» Material provided

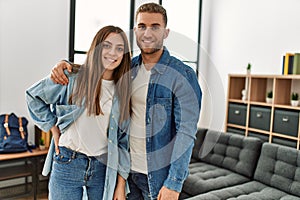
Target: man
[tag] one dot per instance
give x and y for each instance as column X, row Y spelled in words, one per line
column 166, row 101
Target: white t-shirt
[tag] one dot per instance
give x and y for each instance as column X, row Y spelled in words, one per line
column 138, row 125
column 88, row 134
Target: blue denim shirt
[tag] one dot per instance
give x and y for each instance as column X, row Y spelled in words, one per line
column 48, row 106
column 172, row 113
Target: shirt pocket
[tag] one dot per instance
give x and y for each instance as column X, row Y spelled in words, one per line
column 62, row 110
column 161, row 113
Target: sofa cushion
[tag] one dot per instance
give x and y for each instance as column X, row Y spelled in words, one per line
column 279, row 167
column 200, row 135
column 204, row 177
column 230, row 151
column 248, row 191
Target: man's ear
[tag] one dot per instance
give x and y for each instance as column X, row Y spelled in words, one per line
column 166, row 33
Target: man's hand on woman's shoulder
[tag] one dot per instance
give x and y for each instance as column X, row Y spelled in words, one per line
column 57, row 72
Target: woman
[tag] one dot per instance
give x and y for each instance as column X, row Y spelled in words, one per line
column 88, row 119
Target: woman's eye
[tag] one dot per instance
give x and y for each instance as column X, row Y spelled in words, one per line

» Short task
Render the lines above as a Markdown table with the columns Row and Line, numbering each row and skipping any blank lines. Leave the pictures out of the table.

» Expected answer
| Row | Line |
|---|---|
| 1 | Target: man |
| 2 | [tag] one dot per instance |
| 3 | give x and y for each instance as column X, row Y spelled in words, one per line |
| 4 | column 166, row 101 |
| 5 | Target: white t-shirt |
| 6 | [tag] one dot per instance |
| 7 | give x and y for each instance as column X, row Y spelled in words, one per line |
| 8 | column 138, row 125 |
| 9 | column 88, row 134 |
| 10 | Target: blue denim shirt |
| 11 | [tag] one dot per instance |
| 12 | give x and y for each instance as column X, row Y spelled in words, one per line |
| 13 | column 48, row 106 |
| 14 | column 172, row 113 |
| 15 | Target: shirt pocket |
| 16 | [tag] one dot per instance |
| 17 | give x and y for each instance as column X, row Y spelled in words, one per line |
| 18 | column 62, row 110 |
| 19 | column 161, row 113 |
| 20 | Target: sofa cushion |
| 21 | [tag] one dot per instance |
| 22 | give x and y for each instance as column X, row Y spelled in words, one per line |
| 23 | column 279, row 167 |
| 24 | column 200, row 135 |
| 25 | column 204, row 177 |
| 26 | column 230, row 151 |
| 27 | column 248, row 191 |
| 28 | Target: man's ear |
| 29 | [tag] one dot per instance |
| 30 | give x and y for each instance as column X, row Y spelled in words, one per line |
| 31 | column 166, row 33 |
| 32 | Target: man's hand on woman's shoulder |
| 33 | [tag] one dot per instance |
| 34 | give x and y for each instance as column X, row Y spelled in words, one per line |
| 35 | column 57, row 72 |
| 36 | Target: woman |
| 37 | [tag] one dot per instance |
| 38 | give x and y for each instance as column X, row Y spelled in words, one per line |
| 39 | column 88, row 119 |
| 40 | Target: woman's eye |
| 41 | [tag] one dot per instance |
| 42 | give x and y for each instance as column X, row Y spelled in words, one per line |